TASK STATEMENT
Your answer should be one number: how many lines of the records hold the string "brim".

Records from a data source
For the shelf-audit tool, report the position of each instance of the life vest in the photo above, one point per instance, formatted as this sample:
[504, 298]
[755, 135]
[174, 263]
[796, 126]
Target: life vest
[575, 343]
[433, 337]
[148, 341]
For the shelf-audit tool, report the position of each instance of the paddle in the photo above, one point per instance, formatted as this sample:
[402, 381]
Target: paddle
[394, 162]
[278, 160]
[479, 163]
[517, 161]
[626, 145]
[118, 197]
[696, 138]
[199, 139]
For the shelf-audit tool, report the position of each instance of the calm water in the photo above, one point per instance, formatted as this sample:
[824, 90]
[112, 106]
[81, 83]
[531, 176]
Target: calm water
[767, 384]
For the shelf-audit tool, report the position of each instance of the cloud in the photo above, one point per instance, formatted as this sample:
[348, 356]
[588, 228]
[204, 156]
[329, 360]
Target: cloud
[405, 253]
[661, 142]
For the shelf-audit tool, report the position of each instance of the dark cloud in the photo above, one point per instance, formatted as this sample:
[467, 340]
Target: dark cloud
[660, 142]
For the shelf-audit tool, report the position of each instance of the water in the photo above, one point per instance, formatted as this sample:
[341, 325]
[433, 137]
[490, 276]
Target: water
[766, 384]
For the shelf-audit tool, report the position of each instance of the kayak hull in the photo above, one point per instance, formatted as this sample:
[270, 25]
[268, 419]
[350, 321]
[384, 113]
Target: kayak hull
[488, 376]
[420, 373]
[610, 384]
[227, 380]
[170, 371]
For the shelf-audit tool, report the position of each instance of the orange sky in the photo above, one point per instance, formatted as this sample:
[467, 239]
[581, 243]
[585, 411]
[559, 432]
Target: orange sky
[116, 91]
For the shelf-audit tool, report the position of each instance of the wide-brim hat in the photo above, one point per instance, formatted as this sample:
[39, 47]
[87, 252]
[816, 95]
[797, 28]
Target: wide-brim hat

RESPONSE BOX
2